# THE TASK:
Copy out these lines word for word, from the first record through the last.

Extracted data entries:

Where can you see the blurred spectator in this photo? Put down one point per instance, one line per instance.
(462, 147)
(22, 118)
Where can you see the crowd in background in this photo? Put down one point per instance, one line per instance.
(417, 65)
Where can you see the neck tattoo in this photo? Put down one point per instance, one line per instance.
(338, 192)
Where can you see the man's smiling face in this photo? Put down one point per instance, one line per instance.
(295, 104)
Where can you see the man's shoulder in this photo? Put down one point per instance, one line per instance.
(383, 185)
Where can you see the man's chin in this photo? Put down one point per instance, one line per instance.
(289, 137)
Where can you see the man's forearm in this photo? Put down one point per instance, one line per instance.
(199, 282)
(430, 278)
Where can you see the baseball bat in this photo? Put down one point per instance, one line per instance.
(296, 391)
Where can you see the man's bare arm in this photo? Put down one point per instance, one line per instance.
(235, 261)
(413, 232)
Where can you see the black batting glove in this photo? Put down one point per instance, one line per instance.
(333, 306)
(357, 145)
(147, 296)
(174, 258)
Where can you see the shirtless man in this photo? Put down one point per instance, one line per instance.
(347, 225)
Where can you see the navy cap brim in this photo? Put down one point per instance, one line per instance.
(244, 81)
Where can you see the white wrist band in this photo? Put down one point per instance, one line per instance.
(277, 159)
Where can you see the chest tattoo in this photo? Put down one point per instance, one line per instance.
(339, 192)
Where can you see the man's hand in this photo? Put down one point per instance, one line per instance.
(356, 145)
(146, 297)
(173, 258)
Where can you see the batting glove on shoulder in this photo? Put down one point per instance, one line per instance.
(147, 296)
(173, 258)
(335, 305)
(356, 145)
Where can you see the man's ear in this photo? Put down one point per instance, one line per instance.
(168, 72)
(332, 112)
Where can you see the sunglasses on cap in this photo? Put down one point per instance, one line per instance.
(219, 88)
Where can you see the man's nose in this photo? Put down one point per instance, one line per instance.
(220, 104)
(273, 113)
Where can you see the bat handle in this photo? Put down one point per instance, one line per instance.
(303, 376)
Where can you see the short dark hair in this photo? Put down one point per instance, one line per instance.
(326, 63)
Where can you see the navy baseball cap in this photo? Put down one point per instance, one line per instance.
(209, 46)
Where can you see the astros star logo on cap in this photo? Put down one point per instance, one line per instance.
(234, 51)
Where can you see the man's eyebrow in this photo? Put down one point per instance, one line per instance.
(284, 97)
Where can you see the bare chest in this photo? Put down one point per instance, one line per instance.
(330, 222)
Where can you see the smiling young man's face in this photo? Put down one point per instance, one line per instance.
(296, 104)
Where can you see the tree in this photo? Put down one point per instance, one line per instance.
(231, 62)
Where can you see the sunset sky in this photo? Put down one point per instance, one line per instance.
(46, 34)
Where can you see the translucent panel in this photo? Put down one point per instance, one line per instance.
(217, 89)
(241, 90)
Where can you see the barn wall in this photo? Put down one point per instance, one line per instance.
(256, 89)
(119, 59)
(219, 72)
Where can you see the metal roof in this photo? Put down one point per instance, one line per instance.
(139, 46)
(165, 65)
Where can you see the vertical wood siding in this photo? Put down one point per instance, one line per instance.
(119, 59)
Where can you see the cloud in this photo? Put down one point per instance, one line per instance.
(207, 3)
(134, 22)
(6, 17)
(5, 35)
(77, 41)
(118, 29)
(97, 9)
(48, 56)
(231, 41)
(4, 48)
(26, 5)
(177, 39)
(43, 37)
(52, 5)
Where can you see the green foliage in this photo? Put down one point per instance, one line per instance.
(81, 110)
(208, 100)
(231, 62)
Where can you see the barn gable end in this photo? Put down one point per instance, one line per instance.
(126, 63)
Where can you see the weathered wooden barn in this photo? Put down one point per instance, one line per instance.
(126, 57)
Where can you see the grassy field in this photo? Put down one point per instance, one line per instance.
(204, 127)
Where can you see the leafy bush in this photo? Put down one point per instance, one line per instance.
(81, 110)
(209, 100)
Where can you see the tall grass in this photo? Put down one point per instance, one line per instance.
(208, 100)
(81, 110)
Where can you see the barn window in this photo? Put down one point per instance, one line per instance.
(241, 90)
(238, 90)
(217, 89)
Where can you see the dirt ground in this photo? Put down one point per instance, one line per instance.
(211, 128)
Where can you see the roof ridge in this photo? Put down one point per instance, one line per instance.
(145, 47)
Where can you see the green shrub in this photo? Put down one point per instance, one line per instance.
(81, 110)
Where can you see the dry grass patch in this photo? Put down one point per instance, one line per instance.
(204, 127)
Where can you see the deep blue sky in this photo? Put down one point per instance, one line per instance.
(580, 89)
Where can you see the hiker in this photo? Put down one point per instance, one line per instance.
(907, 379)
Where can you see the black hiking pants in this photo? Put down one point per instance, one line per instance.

# WRITTEN ANSWER:
Where can you see the blurred spectator in this photo? Put down one point per instance, one line per instance.
(462, 147)
(22, 118)
Where can you see the crowd in background in this photo? Put down one point per instance, one line per instance.
(417, 65)
Where can you see the neck tattoo in this photo? Put down one point per instance, one line per instance.
(338, 192)
Where can you see the man's smiling face in this photo? Put down one point per instance, one line per instance.
(295, 104)
Where can you see the man's shoulder in this photo? Put down one point per instance, one line per instance.
(383, 185)
Where can you see the man's chin in this photo? Put down one point per instance, one line per instance.
(289, 137)
Where can you see the man's forearm in this photo? Put down one point per instance, one line per instance.
(199, 282)
(430, 278)
Where can you see the baseball bat in this photo? Put down one point per instance, one line per instance.
(296, 391)
Where can you see the man's bare arm in this photo? Put down one point per instance, one line per instance.
(235, 261)
(413, 232)
Where can you see the black batting glove in this photo? Put down one point per instance, one line per instance.
(333, 306)
(357, 145)
(147, 296)
(174, 258)
Where can you see the shirtless man in this photo? Put down one point per instance, one line per instance.
(347, 225)
Where can you see the navy cap brim in this photo? Put down one point per instance, one line per instance.
(244, 81)
Where can you see the white wrist band in this photo? Put down one point per instance, one line per instance.
(277, 159)
Where can you see the chest tattoo in this photo? Put down one point per instance, one line per instance.
(339, 192)
Where can you see the man's hand in this photo? Put down one point per instance, one line per instance.
(356, 145)
(146, 297)
(173, 258)
Where can you see the batting glove on shoulder in this photo? Put down one point per instance, one line per instance.
(147, 296)
(173, 258)
(335, 305)
(356, 145)
Where can you see the man's ear in this photo? Put down one point per instance, one line per instance.
(168, 72)
(332, 112)
Where can you see the sunglasses on cap in this photo? Put down one point per instance, one line per instance.
(219, 88)
Where can you see the man's nose in this photo? Put down one point per instance, one line per instance.
(220, 104)
(273, 113)
Where can you see the bat handle in this photo? Put down one point per instance, one line per instance.
(303, 376)
Where can you see the short dark hair in this photo? Put down one point per instance, one line per instance.
(326, 63)
Where can you see the navy baseball cap in this photo? Put down one point per instance, one line per instance.
(209, 46)
Where can you see the astros star logo on cap in this photo? Put down one point per instance, one line per instance.
(234, 51)
Where can you see the man's eyebrow in this photo? Put down one point per instance, one line per instance.
(284, 97)
Where can you see the bare chest in this photo? Put down one point per instance, one line per instance.
(330, 222)
Where can you see the smiling young man's face in this photo? Put down one point per instance, one line per instance.
(296, 104)
Where can you see the tree in this photo? Put down one point per instance, one line per instance.
(231, 62)
Where can you see the sunset sky in this photo? Put down one point per instance, one line per instance.
(46, 34)
Where can you see the translucent panel in this photo? Put down one point per instance, one line per instance.
(217, 89)
(241, 90)
Where can you see the barn wall in this photo? Put down one point per instance, one line per instance.
(256, 89)
(119, 59)
(219, 72)
Where can you see the metal roof in this photo? Put down one point per instance, one line per instance.
(139, 46)
(165, 65)
Where can you see the vertical wood siding in this photo? Put down one point per instance, one line per instance.
(119, 59)
Where can you see the cloud in this photo? Put down one point per instance, one line per instance.
(207, 3)
(134, 22)
(6, 17)
(5, 35)
(77, 41)
(118, 29)
(97, 9)
(48, 56)
(231, 41)
(4, 48)
(26, 5)
(177, 39)
(43, 37)
(52, 5)
Where can you see the green foliage in this photo? Put down one point per instance, one line per instance.
(81, 110)
(208, 100)
(231, 62)
Where can you see the barn gable end in this photo? Put down one point per instance, one line per instance.
(126, 63)
Where can you see the weathered wooden barn in this photo? Put down one point per instance, one line per instance.
(126, 57)
Where can you see the grassy field in this photo? Put down one point per instance, one line per instance.
(204, 127)
Where can you see the leafy bush in this photo? Put down one point per instance, one line per instance.
(81, 110)
(209, 100)
Where can you see the tall grass in this photo? Put down one point per instance, one line per instance.
(208, 100)
(81, 110)
Where can you see the barn window in this photo? Put down one point per instance, one line per instance.
(241, 90)
(238, 90)
(217, 89)
Where can you see the dirt ground in this photo? Put down one point per instance, one line per instance.
(211, 128)
Where can you see the roof ridge in this photo? Put down one point per instance, one line per instance.
(145, 47)
Where can you see the green shrub in this photo? Put down one point per instance, one line per instance.
(81, 110)
Where can you see the dry grass patch in this photo? Put down one point per instance, one line per instance.
(204, 127)
Where can you see the deep blue sky in this photo? Put down one point per instance, one line per instance.
(580, 89)
Where can you see the hiker in this photo? Put down one point per instance, one line per instance.
(907, 379)
Where can you see the black hiking pants in this photo? Put down one point per instance, one line per instance.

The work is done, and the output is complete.